[Start of Text shown]

Thursday’s Forum

FILED UNDER: Open Forum
James Joyner
About James Joyner
James Joyner is Professor and Department Head of Security Studies at Marine Corps University's Command and Staff College. He's a former Army officer and Desert Storm veteran. Views expressed here are his own. Follow James on Twitter @DrJJoyner.

Comments

  1. Mikey says:

    I guess with Ozark on the road there’s nobody to post anything early?

    Anyway, some light reading.

    A Quick Look at the Lying Trumpist Liars Behind that Database on Corporate Giving to “BLM”

    According to stories bursting across the right-wing mediasphere today, a key reason for the collapse of Silicon Valley Bank (SVB) was its focus on spreading “woke culture” rather than efficiently managing risk and profits. Ground zero for this is the allegation that SVB had donated over $73 million to the “BLM Movement & Related Causes.” That struck me as quite a lot of money for a single company, even a large and profitable one, to give to any cause or even all causes. So I tried to find out where this factoid came from and rapidly found my way to a Trumpist think tank. Perhaps not surprisingly, it’s a complete lie. I want to show you the receipts, but first some key details.

    The claims come from a database posted earlier this week by the Center for the American Way of Life, a project of the Claremont Institute. As Claremont put it in a Newsweek article introducing the database, “Americans deserve to know who funded the BLM riots.”

    Claremont has been around for many years — I actually spent a summer many years ago as a research assistant at another think tank very loosely associated with it — and it’s always been on the right. But it’s undergone a sort of hyper-right-wing rebranding in the Trump era and now presents itself as the group trying to provide an intellectual, let’s say PhD-based, underpinning to Trumpism, sometimes termed “national conservatism.”

    Now back to the database. Even if it had nothing to do with SVB’s collapse, is it really possible that the bank contributed almost $74 million to the “BLM Movement & Related Causes?”

    Well, no.

    A right-wing organization lied about something? Shocking, I know.

    4
  2. Jen says:

    @Mikey: So, any initiative that supports low-income housing is considered BLM?

    Do the idiots who pulled together that database realize that banks are required, BY LAW, to engage in CRA efforts?

    Every time I think right-wing movements/advocates can’t get any dumber, they prove me wrong.

    3
  3. CSK says:

    Remember Natalee Holloway, the young woman from Alabama who vanished in Aruba in 2005? Her abductor and killer has always been thought to be Joran van der Sloot, an Aruban who’s currently serving a 29-year sentence in Peru for the 2010 murder of Stephany Flores.

    Joe Tacopina was his lawyer for some time, vociferously defending Joran against all who would speak ill of him.

    And now Tacopina is defending Donald Trump.

    2
  4. Stormy Dragon says:
  5. gVOR08 says:

    @Jen: They’re not idiots. They did exactly what they set out to do. They provided headlines and bullet points for RW media and GOP pols. And the audience for that media and those pols will eat it up with a spoon and denounce any fact checking as fake news. They’re not trying to convince the median voter, they’re trying to motivate base turnout. And by so doing justify themselves to their wealthy donors, who may actually be idiots. The Claremont people are not idiots, they’re lying asshats.

    3
  6. Michael Reynolds says:

    An ant crawls across my screen. Spring must be near. The Man-Ant war will resume for another fighting season.

[End of Text shown]
[Start of Raw data]

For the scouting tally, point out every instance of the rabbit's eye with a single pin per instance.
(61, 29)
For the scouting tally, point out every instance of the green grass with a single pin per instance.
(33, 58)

[End of Raw data]

_Problems to solve:_
a: According to the forum thread, what organization posted the database on corporate giving, and what larger body is it part of?
b: In the forum thread, why does gVOR08 say that the people behind the database are not idiots?
c: Set down everything in the forum thread from "Anyway, some light" down to "some key details.".
The material has no connection to the forum thread.

_Solved problems:_
a: The Center for the American Way of Life posted it. It is a project of the Claremont Institute.

b: gVOR08 says they did exactly what they set out to do. They gave right-wing media and GOP politicians headlines and bullet points that the audience would accept while dismissing any fact-checking as fake news. The aim was to motivate base turnout and justify themselves to their wealthy donors, not to convince the median voter.

c:
Anyway, some light reading.

    A Quick Look at the Lying Trumpist Liars Behind that Database on Corporate Giving to “BLM”

    According to stories bursting across the right-wing mediasphere today, a key reason for the collapse of Silicon Valley Bank (SVB) was its focus on spreading “woke culture” rather than efficiently managing risk and profits. Ground zero for this is the allegation that SVB had donated over $73 million to the “BLM Movement & Related Causes.” That struck me as quite a lot of money for a single company, even a large and profitable one, to give to any cause or even all causes. So I tried to find out where this factoid came from and rapidly found my way to a Trumpist think tank. Perhaps not surprisingly, it’s a complete lie. I want to show you the receipts, but first some key details.